DATASET RECORDS Start Marker

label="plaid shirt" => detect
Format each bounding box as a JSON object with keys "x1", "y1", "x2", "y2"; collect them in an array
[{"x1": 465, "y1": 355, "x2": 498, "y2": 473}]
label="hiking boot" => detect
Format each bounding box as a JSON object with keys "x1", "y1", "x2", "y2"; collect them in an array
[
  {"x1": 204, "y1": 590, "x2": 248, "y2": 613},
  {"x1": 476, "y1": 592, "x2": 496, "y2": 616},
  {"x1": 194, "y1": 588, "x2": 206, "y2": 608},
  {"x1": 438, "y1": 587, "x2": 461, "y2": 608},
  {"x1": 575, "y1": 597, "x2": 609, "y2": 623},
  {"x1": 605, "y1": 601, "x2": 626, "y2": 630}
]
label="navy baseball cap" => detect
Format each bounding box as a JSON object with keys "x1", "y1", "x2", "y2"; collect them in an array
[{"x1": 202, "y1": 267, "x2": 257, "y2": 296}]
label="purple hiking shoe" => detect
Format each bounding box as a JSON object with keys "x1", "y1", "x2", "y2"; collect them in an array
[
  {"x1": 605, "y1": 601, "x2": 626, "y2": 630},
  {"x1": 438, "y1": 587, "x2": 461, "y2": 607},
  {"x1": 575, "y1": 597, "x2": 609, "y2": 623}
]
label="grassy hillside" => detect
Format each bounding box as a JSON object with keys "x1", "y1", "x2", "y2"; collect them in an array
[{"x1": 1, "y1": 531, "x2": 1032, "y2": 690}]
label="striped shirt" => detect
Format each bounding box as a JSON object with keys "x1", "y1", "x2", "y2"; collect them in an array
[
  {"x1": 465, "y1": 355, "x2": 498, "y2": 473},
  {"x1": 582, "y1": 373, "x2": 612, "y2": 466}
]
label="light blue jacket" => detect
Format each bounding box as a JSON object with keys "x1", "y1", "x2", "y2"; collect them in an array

DATASET RECORDS End Marker

In the records above, how many lines hold "detect"? Only the number is wanted.

7